WASHINGTON - Opening the door to a potentially historic step in the nation's gay rights movement, the U.S. Supreme Court on Dec. 10 agreed to decide two constitutional challenges involving same-sex ?marriage.

The justices will review a decision by the U.S. Court of Appeals for the Second Circuit holding unconstitutional a section of the Defense of Marriage Act that defines marriage, for federal government purposes, as exclusively a union between one man and one woman (NYLJ, Oct. 19).

The challenge to DOMA was brought by Edith Windsor, an 83-year-old New Yorker who was forced to pay more than $363,000 in federal estate taxes after the death of Thea Seyer, whom she had married in Canada.

Windsor would not have had to pay any estate taxes if their marriage had been treated the same way as heterosexual couples.

The news was welcomed by lawyers for Windsor who successfully argued her case, first before Southern District Judge Barbara Jones (See Profile) and then before the Second Circuit: Roberta Kaplan of Paul, Weiss, Rifkind, Wharton & Garrison and James Esseks of the American Civil Liberties Union.

» ENTRIES SUPPLIED

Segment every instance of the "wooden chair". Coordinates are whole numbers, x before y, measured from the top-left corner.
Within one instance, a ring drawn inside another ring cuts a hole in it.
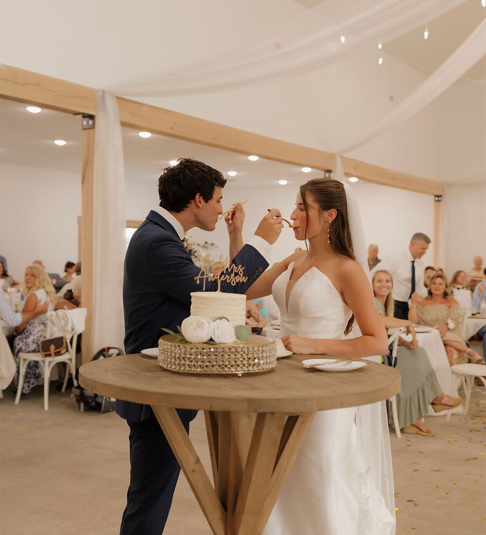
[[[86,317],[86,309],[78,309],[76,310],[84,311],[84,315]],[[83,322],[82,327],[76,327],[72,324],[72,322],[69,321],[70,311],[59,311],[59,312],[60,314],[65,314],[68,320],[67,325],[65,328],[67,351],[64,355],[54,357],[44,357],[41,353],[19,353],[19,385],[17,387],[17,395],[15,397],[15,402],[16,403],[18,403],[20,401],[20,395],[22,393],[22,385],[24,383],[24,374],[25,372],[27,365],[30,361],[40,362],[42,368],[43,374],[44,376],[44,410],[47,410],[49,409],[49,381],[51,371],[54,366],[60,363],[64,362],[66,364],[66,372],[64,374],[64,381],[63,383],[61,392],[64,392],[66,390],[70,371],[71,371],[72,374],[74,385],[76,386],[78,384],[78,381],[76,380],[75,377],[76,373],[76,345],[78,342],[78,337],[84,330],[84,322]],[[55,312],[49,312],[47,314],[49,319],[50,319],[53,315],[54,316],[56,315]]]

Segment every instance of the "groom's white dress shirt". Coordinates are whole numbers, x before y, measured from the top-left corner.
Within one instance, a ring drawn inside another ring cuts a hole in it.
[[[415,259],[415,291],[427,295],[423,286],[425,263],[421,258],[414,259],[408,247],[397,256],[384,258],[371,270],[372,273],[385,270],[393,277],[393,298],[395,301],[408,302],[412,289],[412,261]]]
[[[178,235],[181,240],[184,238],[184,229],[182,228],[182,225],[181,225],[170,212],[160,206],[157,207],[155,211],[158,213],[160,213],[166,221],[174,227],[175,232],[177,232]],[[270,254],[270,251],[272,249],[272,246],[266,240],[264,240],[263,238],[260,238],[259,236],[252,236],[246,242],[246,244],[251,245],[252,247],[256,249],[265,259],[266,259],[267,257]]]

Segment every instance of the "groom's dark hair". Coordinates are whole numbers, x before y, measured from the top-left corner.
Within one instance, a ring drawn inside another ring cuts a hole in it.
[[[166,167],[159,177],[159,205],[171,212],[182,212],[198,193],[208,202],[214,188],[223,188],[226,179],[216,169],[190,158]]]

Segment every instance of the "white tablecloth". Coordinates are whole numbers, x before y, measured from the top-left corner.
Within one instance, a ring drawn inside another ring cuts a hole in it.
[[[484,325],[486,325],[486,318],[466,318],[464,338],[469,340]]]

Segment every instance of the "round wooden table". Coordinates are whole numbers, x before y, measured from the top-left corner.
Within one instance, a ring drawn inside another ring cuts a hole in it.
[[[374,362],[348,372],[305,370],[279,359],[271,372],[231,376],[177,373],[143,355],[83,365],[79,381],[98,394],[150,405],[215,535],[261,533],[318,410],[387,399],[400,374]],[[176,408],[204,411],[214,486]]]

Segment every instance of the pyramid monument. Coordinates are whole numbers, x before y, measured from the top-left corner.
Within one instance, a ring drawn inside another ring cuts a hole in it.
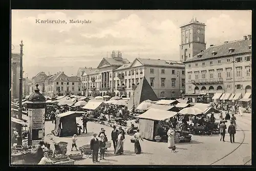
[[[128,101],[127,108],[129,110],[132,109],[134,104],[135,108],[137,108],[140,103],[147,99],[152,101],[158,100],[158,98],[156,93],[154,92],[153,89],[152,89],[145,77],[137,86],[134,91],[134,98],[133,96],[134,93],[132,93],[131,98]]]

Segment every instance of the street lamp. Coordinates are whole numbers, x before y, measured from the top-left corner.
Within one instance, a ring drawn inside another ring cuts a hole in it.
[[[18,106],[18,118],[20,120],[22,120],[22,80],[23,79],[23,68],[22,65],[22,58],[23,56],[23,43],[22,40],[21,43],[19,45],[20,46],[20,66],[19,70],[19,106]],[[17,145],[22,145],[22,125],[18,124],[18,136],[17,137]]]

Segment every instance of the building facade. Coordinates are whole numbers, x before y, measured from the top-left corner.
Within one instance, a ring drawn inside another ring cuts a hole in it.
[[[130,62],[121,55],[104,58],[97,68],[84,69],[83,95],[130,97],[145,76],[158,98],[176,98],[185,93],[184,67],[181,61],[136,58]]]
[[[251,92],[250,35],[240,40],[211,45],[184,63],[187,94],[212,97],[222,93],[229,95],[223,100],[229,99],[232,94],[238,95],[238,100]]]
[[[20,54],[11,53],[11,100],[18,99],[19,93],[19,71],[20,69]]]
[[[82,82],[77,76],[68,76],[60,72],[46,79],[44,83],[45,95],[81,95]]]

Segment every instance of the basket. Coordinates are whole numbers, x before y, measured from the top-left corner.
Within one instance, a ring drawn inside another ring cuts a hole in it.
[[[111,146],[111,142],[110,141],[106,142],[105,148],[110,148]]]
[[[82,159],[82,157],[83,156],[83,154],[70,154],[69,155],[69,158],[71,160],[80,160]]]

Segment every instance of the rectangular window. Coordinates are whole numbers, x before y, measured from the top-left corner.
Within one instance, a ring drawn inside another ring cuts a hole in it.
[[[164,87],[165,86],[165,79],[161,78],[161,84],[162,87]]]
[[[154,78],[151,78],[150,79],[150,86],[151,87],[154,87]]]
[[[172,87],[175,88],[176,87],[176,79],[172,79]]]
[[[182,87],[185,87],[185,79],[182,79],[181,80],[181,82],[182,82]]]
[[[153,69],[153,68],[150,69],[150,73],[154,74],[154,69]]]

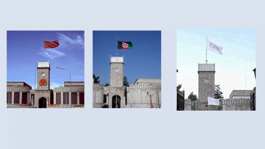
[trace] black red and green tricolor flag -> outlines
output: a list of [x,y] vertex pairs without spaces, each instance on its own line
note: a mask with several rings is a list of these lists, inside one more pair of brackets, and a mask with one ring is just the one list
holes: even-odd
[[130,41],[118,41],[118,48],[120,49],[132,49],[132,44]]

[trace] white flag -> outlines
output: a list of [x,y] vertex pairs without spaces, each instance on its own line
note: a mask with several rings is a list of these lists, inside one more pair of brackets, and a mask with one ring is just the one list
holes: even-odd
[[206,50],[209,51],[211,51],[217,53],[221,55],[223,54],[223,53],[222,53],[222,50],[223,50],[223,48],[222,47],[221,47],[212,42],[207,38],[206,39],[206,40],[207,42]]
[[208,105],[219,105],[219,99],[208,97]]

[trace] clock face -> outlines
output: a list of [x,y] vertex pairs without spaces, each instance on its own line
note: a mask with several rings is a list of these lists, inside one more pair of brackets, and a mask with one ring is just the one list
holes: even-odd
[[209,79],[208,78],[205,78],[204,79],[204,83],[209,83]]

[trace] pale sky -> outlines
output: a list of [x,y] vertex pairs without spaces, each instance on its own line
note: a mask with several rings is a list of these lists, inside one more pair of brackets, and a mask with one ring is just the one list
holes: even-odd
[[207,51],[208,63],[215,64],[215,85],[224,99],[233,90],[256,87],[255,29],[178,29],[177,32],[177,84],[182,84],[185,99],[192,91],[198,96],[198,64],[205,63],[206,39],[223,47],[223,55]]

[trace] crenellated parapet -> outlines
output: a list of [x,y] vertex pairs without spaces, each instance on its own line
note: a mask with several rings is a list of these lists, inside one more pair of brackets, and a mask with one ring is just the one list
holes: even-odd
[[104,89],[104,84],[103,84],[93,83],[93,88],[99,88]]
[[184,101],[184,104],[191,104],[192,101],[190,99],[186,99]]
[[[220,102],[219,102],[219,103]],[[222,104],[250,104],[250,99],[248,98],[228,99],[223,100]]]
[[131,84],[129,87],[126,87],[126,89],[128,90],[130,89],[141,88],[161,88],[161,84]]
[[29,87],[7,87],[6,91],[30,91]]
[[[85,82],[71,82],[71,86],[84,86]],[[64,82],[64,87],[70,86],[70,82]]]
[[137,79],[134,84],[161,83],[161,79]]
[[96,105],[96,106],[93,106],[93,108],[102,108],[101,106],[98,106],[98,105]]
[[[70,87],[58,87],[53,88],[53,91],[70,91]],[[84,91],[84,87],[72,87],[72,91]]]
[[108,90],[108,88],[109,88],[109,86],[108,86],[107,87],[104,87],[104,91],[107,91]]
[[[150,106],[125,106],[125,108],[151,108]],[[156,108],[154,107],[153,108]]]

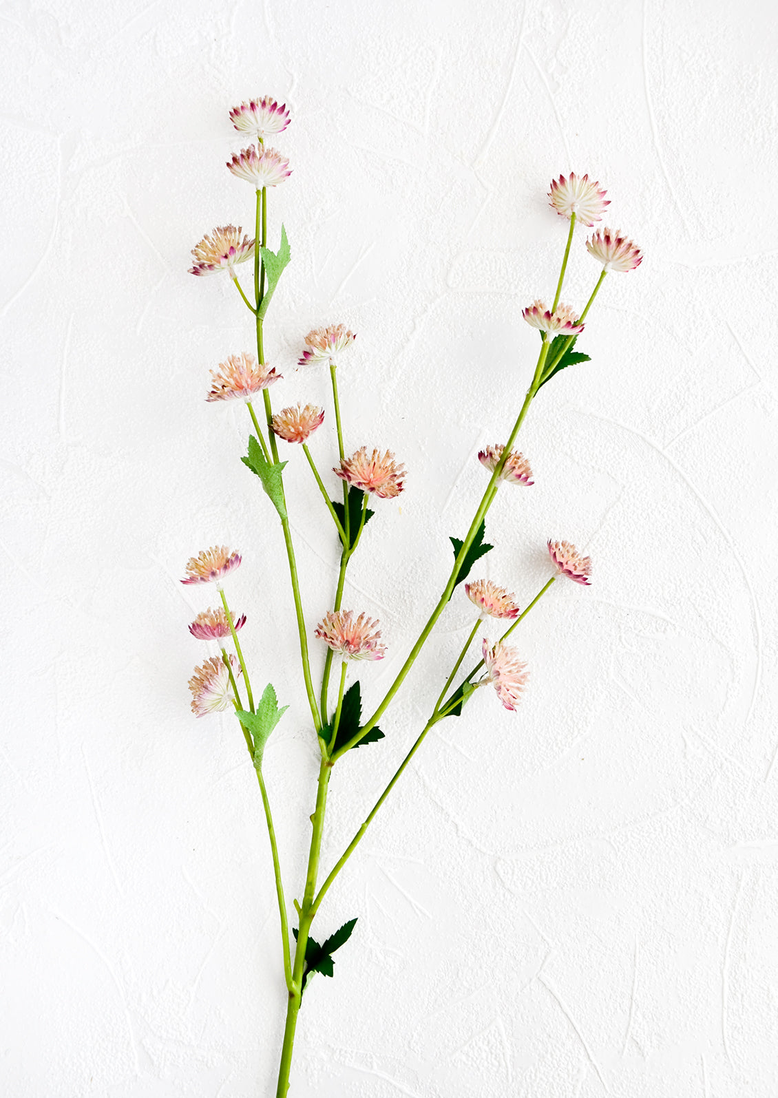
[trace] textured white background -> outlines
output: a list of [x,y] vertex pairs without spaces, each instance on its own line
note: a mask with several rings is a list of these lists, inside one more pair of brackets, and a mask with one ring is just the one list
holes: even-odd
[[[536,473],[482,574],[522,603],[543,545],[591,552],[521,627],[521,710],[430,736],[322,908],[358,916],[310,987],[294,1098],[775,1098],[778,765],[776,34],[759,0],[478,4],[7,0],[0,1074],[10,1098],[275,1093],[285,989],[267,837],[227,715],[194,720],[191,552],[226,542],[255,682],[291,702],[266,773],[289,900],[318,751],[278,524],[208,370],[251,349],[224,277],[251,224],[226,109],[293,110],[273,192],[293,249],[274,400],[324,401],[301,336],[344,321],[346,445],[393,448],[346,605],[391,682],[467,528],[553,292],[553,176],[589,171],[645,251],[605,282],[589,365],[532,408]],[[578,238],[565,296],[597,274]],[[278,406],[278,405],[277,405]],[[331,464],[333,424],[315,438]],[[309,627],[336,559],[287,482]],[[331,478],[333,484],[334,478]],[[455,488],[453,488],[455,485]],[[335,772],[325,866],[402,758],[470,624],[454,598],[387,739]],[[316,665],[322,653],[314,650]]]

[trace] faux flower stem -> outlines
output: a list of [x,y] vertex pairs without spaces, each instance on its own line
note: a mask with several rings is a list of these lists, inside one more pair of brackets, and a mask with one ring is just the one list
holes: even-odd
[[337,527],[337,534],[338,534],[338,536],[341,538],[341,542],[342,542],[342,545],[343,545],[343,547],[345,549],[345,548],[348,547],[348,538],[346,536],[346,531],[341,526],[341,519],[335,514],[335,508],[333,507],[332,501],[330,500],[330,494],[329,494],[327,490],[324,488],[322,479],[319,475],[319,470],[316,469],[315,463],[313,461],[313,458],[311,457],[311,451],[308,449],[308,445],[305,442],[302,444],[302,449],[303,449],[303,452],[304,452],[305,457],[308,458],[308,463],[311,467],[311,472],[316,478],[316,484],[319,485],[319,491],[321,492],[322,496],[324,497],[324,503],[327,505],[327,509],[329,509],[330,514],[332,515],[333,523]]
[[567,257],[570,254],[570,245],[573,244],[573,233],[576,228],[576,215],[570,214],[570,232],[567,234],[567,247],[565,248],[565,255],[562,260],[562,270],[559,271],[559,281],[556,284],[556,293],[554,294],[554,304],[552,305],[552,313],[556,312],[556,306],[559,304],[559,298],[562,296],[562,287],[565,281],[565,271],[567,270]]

» WORK TO COMPLETE
• a. Answer these from the article on the same-sex marriage cases, one line each:
(i) On what date did the U.S. Supreme Court agree to decide the two challenges?
(ii) In what country did Edith Windsor marry Thea Seyer?
(iii) What organization was James Esseks with?
• b. Please explain in one to three sentences why, according to the article on the same-sex marriage cases, Edith Windsor had to pay federal estate taxes after Thea Seyer's death.

» ANSWERS TO THE PROBLEMS
• a.
(i) Dec. 10
(ii) Canada
(iii) The American Civil Liberties Union

• b. The Defense of Marriage Act defines marriage, for federal government purposes, as only a union between one man and one woman, so Windsor's marriage was not treated the same way as those of heterosexual couples. As a result, she had to pay more than $363,000 in federal estate taxes. If her marriage had been treated the same way, she would not have had to pay any.